Image point grounding data:
=== Begin Enclosure ===
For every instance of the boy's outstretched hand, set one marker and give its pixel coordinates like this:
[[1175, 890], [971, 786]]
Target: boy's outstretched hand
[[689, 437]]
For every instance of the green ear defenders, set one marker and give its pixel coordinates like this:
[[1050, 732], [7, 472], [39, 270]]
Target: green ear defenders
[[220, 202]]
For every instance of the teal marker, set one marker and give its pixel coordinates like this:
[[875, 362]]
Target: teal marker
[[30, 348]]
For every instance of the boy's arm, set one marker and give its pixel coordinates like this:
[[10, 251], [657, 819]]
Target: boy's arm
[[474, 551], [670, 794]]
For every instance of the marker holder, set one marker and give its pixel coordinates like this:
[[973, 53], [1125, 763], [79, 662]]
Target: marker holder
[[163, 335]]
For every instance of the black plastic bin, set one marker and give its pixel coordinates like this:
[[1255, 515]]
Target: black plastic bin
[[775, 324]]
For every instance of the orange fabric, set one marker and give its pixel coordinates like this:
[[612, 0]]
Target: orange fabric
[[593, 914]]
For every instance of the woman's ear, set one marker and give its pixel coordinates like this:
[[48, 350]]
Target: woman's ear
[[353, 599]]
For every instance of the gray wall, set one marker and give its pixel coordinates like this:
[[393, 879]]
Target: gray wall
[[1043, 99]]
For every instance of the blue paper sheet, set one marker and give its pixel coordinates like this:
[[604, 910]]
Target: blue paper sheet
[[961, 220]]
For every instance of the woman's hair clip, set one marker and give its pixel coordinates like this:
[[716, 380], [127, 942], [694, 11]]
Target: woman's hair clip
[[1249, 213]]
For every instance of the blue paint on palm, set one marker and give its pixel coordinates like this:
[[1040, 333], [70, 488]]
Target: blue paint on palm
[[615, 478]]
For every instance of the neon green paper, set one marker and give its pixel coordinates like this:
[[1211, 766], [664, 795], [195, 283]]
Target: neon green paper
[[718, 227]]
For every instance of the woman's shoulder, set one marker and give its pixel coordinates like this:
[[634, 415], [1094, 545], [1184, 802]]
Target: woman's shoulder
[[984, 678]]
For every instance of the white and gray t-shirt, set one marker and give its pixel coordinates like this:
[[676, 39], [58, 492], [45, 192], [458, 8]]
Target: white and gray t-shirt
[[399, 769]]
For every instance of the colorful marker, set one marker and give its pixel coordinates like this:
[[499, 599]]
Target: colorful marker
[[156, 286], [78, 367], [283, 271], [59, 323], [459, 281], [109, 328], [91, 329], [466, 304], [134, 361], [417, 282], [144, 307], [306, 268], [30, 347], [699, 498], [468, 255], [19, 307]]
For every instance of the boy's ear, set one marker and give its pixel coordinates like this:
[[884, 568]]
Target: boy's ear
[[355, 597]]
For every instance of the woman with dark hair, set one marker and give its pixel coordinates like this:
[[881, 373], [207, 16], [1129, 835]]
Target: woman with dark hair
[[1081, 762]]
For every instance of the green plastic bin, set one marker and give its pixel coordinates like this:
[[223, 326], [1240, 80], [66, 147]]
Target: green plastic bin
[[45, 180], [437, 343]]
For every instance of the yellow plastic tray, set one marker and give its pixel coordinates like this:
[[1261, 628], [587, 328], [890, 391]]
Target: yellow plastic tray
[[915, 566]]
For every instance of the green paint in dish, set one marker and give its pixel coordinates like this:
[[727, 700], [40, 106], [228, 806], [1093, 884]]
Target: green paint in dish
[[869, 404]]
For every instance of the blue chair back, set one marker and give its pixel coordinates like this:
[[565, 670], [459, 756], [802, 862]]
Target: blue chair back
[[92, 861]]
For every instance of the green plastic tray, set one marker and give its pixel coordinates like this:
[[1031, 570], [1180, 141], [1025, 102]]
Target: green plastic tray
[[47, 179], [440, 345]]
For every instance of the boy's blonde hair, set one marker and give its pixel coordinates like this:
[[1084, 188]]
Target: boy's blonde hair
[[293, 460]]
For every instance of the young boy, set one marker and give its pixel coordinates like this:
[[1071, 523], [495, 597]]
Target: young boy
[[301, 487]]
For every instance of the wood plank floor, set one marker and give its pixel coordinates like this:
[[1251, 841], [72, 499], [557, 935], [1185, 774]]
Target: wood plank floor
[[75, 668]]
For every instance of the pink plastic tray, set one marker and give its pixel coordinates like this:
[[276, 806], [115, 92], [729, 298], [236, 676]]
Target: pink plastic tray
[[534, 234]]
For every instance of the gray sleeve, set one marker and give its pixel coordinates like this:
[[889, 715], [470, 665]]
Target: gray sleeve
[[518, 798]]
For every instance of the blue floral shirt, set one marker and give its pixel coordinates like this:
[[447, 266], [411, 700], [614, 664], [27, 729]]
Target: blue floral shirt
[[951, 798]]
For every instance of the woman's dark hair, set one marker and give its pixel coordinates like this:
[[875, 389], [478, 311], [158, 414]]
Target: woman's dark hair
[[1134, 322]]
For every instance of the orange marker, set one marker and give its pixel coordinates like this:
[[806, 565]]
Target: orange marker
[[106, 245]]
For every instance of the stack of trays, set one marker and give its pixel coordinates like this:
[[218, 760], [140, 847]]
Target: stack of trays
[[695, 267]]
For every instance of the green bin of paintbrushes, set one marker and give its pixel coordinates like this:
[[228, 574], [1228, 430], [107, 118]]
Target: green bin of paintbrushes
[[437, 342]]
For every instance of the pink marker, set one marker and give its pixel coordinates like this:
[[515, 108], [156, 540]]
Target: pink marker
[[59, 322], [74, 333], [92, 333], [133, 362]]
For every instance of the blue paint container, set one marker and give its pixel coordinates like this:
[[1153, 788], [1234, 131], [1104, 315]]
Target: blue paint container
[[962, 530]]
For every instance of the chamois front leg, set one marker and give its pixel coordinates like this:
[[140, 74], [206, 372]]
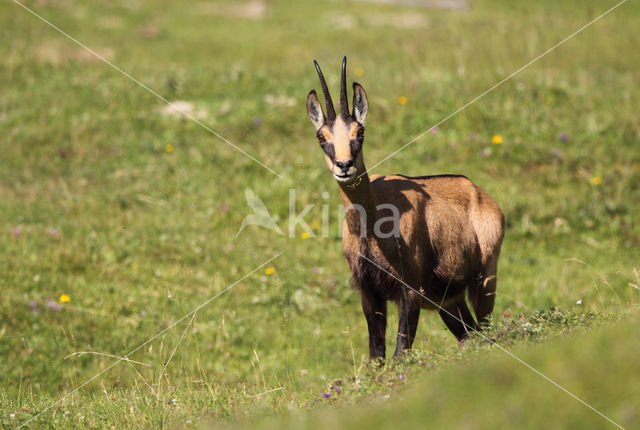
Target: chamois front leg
[[458, 318], [375, 311], [408, 316]]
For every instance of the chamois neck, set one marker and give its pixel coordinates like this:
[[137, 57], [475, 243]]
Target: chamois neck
[[357, 197]]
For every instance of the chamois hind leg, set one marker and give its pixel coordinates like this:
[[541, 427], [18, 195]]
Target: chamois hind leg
[[482, 295], [458, 318], [374, 306], [408, 316]]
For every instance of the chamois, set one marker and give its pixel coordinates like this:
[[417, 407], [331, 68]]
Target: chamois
[[442, 238]]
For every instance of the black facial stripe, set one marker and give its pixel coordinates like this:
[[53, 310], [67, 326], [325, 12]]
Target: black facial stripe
[[329, 150], [356, 144]]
=== End Enclosure ===
Starting at the line above that holds "For every instance of the pink plastic" and ending at the line that holds "[[1153, 788], [1234, 131], [1104, 315]]", transcribe each line exactly and include no other lines.

> _Exercise response_:
For every instance of the pink plastic tray, set one marker and give its pixel coordinates like this:
[[276, 806], [115, 92], [729, 298], [236, 676]]
Target: pink plastic tray
[[534, 234]]
For every instance of the gray sleeve, set one marker and give its pixel coordinates like this:
[[889, 715], [470, 665]]
Target: gray sleeve
[[518, 798]]
For every instance of the blue floral shirt, set one marker and give its pixel coordinates like this:
[[447, 266], [411, 700], [614, 664], [27, 729]]
Target: blue floral shirt
[[951, 798]]
For every instance of the woman's dark hair, set one marker and give its pixel coordinates like this:
[[875, 389], [478, 311], [158, 414]]
Target: woman's dark hair
[[1134, 322]]
For every instance of the orange marker, set one marker and give its pixel coordinates like this:
[[806, 565]]
Target: orange marker
[[106, 245]]
For every instance of the stack of trays, set one marker and give its pixel coordinates like this:
[[218, 760], [140, 847]]
Target: stack of trays
[[695, 267]]
For every instance of the green bin of paintbrushes, set one marker and give its pixel coordinates like this:
[[228, 574], [1228, 430], [107, 118]]
Target: green bin of paintbrushes
[[437, 342]]
For every instance of the pink marker, set one marker and give its pixel coordinates like this:
[[515, 108], [156, 540]]
Target: pink marker
[[59, 322], [74, 333], [92, 333], [133, 362]]
For every instance of the blue paint container, set one marker and give its pixel coordinates like this:
[[1153, 788], [1234, 131], [1104, 315]]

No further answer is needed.